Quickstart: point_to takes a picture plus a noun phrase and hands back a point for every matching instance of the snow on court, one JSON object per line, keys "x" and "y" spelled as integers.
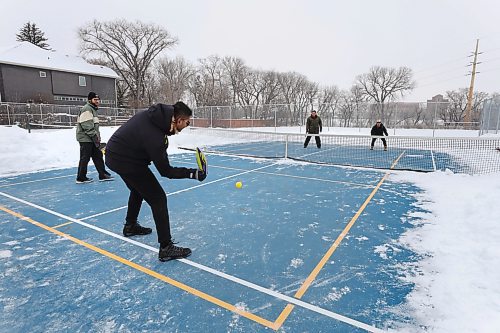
{"x": 456, "y": 284}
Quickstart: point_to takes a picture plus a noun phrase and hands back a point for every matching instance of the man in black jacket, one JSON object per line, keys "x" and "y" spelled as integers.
{"x": 379, "y": 130}
{"x": 313, "y": 126}
{"x": 129, "y": 152}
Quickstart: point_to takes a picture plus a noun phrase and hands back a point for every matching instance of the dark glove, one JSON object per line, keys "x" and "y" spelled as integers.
{"x": 96, "y": 140}
{"x": 197, "y": 174}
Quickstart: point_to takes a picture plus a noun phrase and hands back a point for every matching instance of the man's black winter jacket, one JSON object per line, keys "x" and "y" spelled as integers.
{"x": 142, "y": 140}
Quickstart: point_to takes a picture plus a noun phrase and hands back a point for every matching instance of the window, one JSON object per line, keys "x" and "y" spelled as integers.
{"x": 82, "y": 81}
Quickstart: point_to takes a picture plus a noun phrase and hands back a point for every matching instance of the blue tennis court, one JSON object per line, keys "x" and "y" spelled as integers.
{"x": 300, "y": 248}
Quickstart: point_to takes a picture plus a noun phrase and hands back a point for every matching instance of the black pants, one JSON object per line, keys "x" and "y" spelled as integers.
{"x": 318, "y": 141}
{"x": 383, "y": 141}
{"x": 87, "y": 151}
{"x": 144, "y": 185}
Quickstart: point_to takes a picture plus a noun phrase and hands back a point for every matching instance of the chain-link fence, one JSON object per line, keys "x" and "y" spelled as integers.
{"x": 431, "y": 115}
{"x": 56, "y": 115}
{"x": 398, "y": 115}
{"x": 490, "y": 117}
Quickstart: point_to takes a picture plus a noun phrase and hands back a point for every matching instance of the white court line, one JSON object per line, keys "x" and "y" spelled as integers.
{"x": 234, "y": 279}
{"x": 35, "y": 181}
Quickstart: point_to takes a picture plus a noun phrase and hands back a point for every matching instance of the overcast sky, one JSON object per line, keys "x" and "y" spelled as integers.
{"x": 328, "y": 41}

---+---

**To do**. The reply should contain all of the data above, word for word, with no pictures.

**Written solution**.
Quickstart: point_to takes a picture plus a noun phrase and hands back a point for every matching instance of the snow on court, one JSON object per line, keys "x" and "y" spelled as integers.
{"x": 456, "y": 284}
Quickstart: point_to takes a picture plus a noun phrase and hands back a point for every matching instance of the man in black jacket, one JSON object per line, keys "x" and "y" spelled as integers.
{"x": 379, "y": 130}
{"x": 313, "y": 126}
{"x": 129, "y": 152}
Quickstart: point_to takes a picture plus a noun phrase and hands back a point for every matching instance of the dark glove, one JSON object per line, keys "x" and "y" spelled as integers.
{"x": 96, "y": 140}
{"x": 197, "y": 174}
Quickstart: point_to takes a picture plus a noun phrase and hands back a point for every matching instance of the man's black winter jacket, one JSON object per line, keys "x" and "y" spelled as integers.
{"x": 142, "y": 140}
Quickstart: point_to takes a picture plus a noun phrase and hands back a point for every matching instance of the window, one JSON object per line, keys "x" and "y" spelled as integers.
{"x": 82, "y": 81}
Quickstart: point_to takes a picture plus a noun phrase and hands back a point for every matching instance of the blue tennis court, one JSON object per line, keys "x" and "y" spelled as integers.
{"x": 300, "y": 248}
Quickstart: point_to takes a picture plus a noun phrase and hands back a point for every matching instance of the black pants, one JSON object per line, keys "x" and "y" spelled as integers.
{"x": 318, "y": 141}
{"x": 383, "y": 141}
{"x": 87, "y": 151}
{"x": 144, "y": 185}
Quickstart: point_to takes a picture plus a noun phrase and hands back a point for every matching instance of the chain-link fence, one JSON object per line, keys "x" and "y" spelled as integers.
{"x": 431, "y": 115}
{"x": 56, "y": 115}
{"x": 398, "y": 115}
{"x": 490, "y": 117}
Quickstart: point_to takes a picture plus a noun phrase and hands back a point for every matching instance of the white court line, one JSON object per line, keys "x" and "y" spelled as integers.
{"x": 234, "y": 279}
{"x": 35, "y": 181}
Quickstart: point_to takes a picture plus a noun phrase and hands back a point for every matching instance of the overcast sky, one JSON object per line, keys "x" and "y" spelled as integers.
{"x": 328, "y": 41}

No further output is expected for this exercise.